**Location identification entries:**
☆ ☆ ☆ ☆ ☆ ☆ ☆

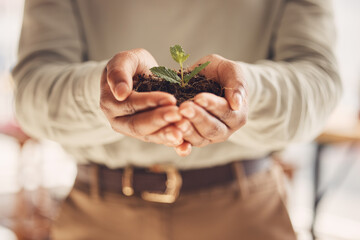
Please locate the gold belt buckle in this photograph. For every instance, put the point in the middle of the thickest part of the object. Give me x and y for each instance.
(173, 184)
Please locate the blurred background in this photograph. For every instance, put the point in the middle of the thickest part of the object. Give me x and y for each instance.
(323, 176)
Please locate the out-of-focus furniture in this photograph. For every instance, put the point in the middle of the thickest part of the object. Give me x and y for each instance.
(339, 130)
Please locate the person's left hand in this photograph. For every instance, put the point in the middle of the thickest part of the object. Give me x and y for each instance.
(212, 119)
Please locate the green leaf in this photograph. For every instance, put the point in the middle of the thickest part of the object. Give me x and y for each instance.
(178, 54)
(166, 74)
(189, 76)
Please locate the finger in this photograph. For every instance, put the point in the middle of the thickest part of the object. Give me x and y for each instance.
(146, 123)
(232, 80)
(190, 134)
(184, 149)
(229, 75)
(123, 67)
(220, 108)
(169, 136)
(206, 125)
(136, 102)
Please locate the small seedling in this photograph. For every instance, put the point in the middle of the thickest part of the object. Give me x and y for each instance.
(180, 57)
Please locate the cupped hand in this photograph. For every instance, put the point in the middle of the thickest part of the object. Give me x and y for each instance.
(146, 116)
(209, 118)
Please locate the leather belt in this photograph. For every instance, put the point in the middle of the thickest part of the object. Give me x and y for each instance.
(160, 180)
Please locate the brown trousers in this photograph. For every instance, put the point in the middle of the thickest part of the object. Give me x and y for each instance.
(250, 209)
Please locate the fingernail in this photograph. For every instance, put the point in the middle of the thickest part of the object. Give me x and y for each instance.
(166, 101)
(183, 126)
(121, 91)
(188, 112)
(237, 101)
(172, 117)
(202, 102)
(169, 136)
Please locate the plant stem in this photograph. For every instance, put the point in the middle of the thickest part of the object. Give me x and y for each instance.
(182, 75)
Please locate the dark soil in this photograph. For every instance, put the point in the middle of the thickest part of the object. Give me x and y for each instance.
(195, 86)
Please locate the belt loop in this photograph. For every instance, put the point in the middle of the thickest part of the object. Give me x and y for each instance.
(239, 172)
(94, 182)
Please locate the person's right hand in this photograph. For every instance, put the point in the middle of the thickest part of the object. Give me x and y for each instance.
(146, 116)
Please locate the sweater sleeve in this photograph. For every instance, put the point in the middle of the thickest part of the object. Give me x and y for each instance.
(291, 95)
(57, 91)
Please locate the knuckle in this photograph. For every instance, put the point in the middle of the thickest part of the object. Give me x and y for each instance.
(214, 132)
(203, 143)
(104, 107)
(128, 108)
(114, 125)
(243, 121)
(214, 55)
(226, 115)
(132, 127)
(114, 73)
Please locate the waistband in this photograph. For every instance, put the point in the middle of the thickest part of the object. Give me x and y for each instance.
(162, 183)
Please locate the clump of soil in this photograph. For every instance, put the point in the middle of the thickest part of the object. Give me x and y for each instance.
(196, 85)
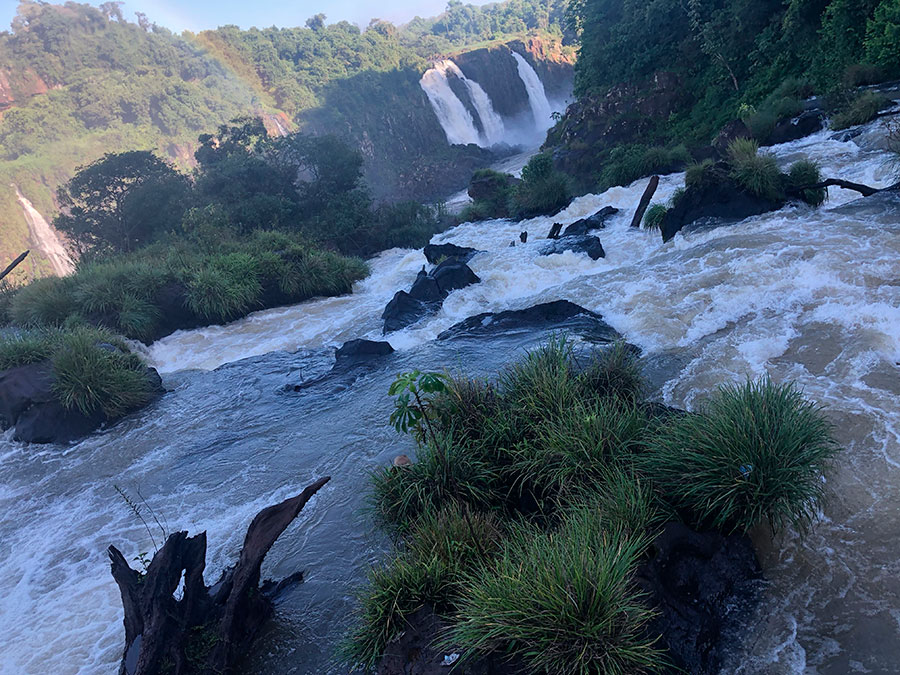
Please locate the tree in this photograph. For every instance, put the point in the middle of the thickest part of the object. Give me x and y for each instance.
(121, 202)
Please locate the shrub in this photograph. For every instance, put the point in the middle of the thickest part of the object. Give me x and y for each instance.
(543, 190)
(756, 453)
(654, 217)
(562, 602)
(756, 172)
(405, 585)
(95, 373)
(806, 172)
(439, 478)
(860, 110)
(616, 372)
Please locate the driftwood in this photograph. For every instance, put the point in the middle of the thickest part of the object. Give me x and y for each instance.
(13, 265)
(207, 629)
(645, 201)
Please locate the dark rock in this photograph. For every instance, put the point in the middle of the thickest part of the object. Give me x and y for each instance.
(579, 244)
(425, 289)
(560, 314)
(847, 135)
(404, 310)
(435, 253)
(29, 403)
(362, 349)
(595, 222)
(807, 124)
(722, 200)
(701, 583)
(414, 653)
(731, 132)
(452, 275)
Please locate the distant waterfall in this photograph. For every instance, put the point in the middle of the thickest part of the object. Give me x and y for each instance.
(455, 119)
(537, 96)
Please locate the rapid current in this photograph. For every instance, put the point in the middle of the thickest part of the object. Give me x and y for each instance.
(806, 295)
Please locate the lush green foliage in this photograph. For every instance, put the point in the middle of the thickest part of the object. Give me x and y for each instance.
(757, 172)
(562, 601)
(534, 497)
(756, 453)
(543, 190)
(93, 370)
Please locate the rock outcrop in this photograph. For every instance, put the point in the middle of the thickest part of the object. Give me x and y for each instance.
(560, 314)
(593, 222)
(586, 244)
(428, 292)
(30, 404)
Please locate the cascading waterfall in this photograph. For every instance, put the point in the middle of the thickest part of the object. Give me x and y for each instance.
(537, 95)
(456, 121)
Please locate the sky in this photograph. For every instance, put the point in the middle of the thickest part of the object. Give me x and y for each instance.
(197, 15)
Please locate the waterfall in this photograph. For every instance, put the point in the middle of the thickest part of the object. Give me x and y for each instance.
(456, 121)
(537, 96)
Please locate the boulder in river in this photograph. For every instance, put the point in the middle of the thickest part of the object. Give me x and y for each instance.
(435, 253)
(560, 314)
(29, 402)
(722, 199)
(702, 583)
(596, 221)
(578, 244)
(427, 293)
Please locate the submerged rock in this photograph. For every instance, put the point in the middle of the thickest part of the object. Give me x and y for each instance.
(702, 584)
(558, 314)
(29, 402)
(435, 253)
(595, 222)
(578, 244)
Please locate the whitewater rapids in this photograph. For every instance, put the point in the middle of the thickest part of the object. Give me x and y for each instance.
(809, 295)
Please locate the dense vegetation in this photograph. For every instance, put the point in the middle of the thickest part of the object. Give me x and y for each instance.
(78, 82)
(721, 61)
(517, 479)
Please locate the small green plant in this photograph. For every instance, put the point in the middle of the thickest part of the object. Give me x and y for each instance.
(756, 453)
(805, 173)
(563, 602)
(860, 110)
(756, 172)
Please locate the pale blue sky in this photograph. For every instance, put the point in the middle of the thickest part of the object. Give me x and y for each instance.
(196, 15)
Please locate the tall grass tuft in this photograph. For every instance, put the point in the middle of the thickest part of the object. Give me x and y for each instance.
(756, 172)
(96, 374)
(563, 602)
(756, 454)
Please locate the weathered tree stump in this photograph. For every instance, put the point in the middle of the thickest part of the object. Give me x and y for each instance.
(208, 628)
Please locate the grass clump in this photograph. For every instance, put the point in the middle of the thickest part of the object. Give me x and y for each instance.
(563, 601)
(756, 172)
(860, 110)
(756, 453)
(803, 173)
(654, 217)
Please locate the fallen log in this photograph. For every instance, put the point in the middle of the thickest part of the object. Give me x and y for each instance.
(205, 631)
(645, 201)
(15, 263)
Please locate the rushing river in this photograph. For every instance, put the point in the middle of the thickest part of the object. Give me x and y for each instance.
(807, 295)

☆ ☆ ☆ ☆ ☆ ☆ ☆

**Short exercise:**
From the line with "Please locate the weathered" to the last line of the material, give every line again exactly, and only those lines.

**Solution to this exercise:**
Please locate the weathered tree stump in this photograph. For every instance, put the point in the middle of the thickest part of the object. Give me x and y for each instance.
(208, 628)
Please locate the grass clump in this photograph. For every instance, put the point in the middle of the thickest part of the object. Give me x and y for each instance.
(563, 601)
(756, 172)
(860, 110)
(756, 453)
(803, 173)
(654, 217)
Please locate the fallen log in this photograph. For every instance, put the point in the middle of the thickest part of the object. Give me x and y for each instance.
(205, 631)
(645, 201)
(15, 263)
Please locate the rushing river in this photograph. For every instance, put the point in the middle of the thickest part of the object. Give me x and y for each instance.
(807, 295)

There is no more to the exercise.